### Задание
Перепишите фрагмент текста о речевых уловках детей от слов «Правда, чаще словесное» до слов «в воспитательном плане.» включительно. Замените в нём «механический» на «шаблонный».

В таких высказываниях имитируется взрослая форма речи (рассуждение), но наполнены они исключительно детским содержанием. Это несоответствие и есть словесный капкан: ведь внешне вроде всё убедительно, чётко, понятно.
Иногда ребячьи манипуляции действуют как бумеранг: маленькие обвиняют больших на основании их же властных полномочий, права повелевать и распоряжаться. В такие моменты детская мысль-речь совершает смысловое сальто или кувырок через голову: раз ты взрослый – вот и неси ответственность за ВСЁ, в том числе и за мои ошибки, промахи, неудачи…
"Бука наклонила бутылку с водой к кактусу и нечаянно укололась. Бука и без того была насупленная, а тут так рассердилась не на шутку.
– Это всё из-за тебя, бабулька! Ты мне велела цветы поливать! Вечно мне приказываешь!"
(Ольга Колпакова "Как Бука рассердилась")
Дети управляют взрослыми и с помощью отзеркаливания их речи – в нужный момент умело подыгрывают, имитируют словесные штампы и клише, воспроизводят подслушанные фразы. В результате наши строгость и высокомерие сменяются растерянностью либо умилением. Замечательный образчик такой стратегии – в романе Павла Санаева "Похороните меня за плинтусом".
"Как-то раз мы смотрели фильм про любовь.
– Что ты смотришь? Что ты можешь тут понять?! – спросила бабушка.
Я решил что-нибудь "загнуть" и ответил:
– Всё понимаю. Оборвалася ниточка любви.
Говоря эту фразу, знал, что "выдаю", но не ожидал, что бабушка расплачется от умиления и целую неделю будет рассказывать потом о моих словах знакомым.
– Думала, дурачок маленький, зря пялится, а он в двух словах суть высказал. Оборвалася ниточка любви. Надо же так…
С тех пор бабушка разрешала мне смотреть допоздна даже двухсерийные фильмы, но высказывать в двух словах их суть я больше не решался".
Правда, чаще словесное отзеркаливание носит не творческий, а механический характер. Так, на стандартный упрёк или нудную нотацию ребёнок отвечает формальной же отговоркой ("Не знаю!"; "Я нечаянно!"), пустым обещанием ("Больше не буду!") или демонстрацией непонимания ("А я не понял!"). Порой это выглядит столь же комично, сколь и бесперспективно в воспитательном плане.
"– Как тебе не стыдно! Зачем ты обижаешь девочек? – спрашивала Зинаида Фёдоровна Алёшу.
– А я забыл, что нельзя, – отвечал он. – Я больше не буду.
Но на самом деле Алёша только обещал, что не будет, и всё повторялось сначала".
(Сергей Баруздин "Берегите свои косы")

### Записи
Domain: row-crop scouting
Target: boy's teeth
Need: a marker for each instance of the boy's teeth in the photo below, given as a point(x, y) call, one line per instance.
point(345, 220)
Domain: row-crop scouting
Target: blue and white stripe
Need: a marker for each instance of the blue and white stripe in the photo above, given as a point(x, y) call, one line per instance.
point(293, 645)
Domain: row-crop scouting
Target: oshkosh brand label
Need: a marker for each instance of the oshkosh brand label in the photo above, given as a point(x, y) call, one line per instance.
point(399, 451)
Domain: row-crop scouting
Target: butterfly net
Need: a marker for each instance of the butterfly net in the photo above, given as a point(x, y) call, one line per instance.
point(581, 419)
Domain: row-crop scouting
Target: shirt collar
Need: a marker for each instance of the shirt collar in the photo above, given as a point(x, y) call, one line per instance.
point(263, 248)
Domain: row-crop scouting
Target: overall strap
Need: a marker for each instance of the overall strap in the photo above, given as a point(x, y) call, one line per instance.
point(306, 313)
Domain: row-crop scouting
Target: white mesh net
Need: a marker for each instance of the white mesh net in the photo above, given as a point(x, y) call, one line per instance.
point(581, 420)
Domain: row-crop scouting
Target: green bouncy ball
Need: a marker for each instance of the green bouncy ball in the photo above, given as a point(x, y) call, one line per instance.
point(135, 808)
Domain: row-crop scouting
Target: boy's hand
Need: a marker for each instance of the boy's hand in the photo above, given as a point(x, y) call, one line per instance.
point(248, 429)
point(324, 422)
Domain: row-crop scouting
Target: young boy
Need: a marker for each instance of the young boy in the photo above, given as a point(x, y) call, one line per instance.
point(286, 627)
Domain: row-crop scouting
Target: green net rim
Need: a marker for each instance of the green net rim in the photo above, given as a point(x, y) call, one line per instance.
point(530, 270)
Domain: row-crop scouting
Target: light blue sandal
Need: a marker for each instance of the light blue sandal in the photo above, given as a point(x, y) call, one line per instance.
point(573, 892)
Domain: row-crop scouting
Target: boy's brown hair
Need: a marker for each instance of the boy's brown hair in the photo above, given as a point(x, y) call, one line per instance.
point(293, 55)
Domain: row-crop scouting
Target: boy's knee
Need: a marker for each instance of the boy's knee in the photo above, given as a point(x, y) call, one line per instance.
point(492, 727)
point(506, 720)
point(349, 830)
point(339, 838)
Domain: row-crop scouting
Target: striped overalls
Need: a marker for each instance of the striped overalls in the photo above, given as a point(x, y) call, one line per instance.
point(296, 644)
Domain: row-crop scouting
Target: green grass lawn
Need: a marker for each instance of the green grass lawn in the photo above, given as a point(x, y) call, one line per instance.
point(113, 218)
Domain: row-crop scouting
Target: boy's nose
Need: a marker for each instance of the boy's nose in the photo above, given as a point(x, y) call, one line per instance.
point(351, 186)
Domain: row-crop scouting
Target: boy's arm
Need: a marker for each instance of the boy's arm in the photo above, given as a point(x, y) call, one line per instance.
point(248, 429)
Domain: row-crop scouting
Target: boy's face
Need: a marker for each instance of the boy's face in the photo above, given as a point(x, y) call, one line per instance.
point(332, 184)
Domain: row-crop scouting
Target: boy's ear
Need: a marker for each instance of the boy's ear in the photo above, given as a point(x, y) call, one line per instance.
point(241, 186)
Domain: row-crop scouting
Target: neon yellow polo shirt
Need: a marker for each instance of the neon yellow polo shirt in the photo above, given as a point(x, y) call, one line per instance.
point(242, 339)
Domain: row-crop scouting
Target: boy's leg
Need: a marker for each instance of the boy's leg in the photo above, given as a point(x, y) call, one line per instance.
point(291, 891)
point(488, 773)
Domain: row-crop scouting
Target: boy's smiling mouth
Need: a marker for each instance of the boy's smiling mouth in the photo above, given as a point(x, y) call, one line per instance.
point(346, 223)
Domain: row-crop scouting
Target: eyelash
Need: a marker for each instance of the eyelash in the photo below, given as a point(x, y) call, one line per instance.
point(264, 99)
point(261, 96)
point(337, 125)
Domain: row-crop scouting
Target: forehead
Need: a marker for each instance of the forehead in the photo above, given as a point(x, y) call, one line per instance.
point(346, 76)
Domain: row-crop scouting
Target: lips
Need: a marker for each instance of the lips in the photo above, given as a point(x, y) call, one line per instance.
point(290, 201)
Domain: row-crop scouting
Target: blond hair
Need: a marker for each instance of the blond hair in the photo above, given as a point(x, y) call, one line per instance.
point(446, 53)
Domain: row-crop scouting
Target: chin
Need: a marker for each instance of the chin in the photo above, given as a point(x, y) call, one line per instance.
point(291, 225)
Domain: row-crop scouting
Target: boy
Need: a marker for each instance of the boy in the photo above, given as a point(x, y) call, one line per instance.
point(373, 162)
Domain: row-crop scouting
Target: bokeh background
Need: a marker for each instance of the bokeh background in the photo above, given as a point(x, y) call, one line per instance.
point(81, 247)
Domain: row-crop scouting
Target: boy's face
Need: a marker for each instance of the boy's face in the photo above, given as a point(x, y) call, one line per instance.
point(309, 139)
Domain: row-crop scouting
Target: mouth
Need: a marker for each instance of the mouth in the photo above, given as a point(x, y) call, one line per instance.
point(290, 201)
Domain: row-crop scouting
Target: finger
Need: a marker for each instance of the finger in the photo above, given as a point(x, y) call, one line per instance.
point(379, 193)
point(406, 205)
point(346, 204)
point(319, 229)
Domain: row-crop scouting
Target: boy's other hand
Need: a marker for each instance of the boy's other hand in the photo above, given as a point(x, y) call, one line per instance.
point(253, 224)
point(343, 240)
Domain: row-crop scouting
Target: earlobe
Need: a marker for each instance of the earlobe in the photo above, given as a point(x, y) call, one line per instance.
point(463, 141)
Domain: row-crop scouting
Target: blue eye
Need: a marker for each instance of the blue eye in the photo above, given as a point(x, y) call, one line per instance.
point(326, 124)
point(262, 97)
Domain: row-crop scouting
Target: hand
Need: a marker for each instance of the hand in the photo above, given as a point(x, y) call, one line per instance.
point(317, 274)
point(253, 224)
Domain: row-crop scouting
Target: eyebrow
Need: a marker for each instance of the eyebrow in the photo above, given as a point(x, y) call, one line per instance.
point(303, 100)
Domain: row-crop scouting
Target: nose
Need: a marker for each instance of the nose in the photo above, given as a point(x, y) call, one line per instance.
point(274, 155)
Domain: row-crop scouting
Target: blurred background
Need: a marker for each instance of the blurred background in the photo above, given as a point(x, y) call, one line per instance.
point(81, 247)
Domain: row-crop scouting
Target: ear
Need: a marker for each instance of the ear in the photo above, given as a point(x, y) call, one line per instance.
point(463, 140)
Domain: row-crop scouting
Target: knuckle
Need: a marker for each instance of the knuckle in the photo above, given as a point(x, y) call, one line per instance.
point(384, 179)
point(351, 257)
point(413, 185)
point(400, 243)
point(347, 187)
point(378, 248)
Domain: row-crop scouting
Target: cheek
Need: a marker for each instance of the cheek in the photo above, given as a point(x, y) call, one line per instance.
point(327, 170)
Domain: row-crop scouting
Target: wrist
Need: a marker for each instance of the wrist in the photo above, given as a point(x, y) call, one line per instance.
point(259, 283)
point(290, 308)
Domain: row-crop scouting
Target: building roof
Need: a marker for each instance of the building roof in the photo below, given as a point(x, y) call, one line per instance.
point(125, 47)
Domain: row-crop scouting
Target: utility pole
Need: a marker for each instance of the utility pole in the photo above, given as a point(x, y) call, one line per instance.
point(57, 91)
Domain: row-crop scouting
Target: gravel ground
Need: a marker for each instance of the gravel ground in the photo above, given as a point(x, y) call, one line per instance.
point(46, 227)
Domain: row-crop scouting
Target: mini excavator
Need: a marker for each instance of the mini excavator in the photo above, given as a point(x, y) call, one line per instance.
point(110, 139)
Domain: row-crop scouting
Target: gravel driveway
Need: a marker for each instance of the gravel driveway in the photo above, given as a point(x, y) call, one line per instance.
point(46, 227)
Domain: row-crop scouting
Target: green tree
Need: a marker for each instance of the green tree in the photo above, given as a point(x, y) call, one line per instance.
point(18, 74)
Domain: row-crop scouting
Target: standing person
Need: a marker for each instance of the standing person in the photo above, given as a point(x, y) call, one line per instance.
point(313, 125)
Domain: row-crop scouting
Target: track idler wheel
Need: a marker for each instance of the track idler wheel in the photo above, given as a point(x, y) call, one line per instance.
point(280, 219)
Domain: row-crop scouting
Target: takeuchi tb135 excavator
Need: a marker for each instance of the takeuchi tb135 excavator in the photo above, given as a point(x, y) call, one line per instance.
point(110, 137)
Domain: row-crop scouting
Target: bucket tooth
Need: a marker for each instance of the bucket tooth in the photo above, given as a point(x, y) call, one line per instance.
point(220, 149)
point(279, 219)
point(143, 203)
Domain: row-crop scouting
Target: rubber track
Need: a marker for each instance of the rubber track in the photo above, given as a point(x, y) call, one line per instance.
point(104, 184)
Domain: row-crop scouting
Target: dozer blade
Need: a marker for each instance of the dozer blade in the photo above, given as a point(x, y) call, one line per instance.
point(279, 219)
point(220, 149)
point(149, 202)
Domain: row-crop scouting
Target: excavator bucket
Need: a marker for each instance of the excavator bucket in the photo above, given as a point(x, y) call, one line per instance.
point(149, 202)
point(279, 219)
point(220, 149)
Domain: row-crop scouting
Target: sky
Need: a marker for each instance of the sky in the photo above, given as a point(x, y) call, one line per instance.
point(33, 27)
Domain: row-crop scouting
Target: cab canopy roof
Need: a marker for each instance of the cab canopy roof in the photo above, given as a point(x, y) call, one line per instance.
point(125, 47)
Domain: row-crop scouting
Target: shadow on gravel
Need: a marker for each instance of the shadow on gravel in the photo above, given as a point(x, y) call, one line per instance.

### Полный ответ
Правда, чаще словесное отзеркаливание носит не творческий, а шаблонный характер. Так, на стандартный упрёк или нудную нотацию ребёнок отвечает формальной же отговоркой ("Не знаю!"; "Я нечаянно!"), пустым обещанием ("Больше не буду!") или демонстрацией непонимания ("А я не понял!"). Порой это выглядит столь же комично, сколь и бесперспективно в воспитательном плане.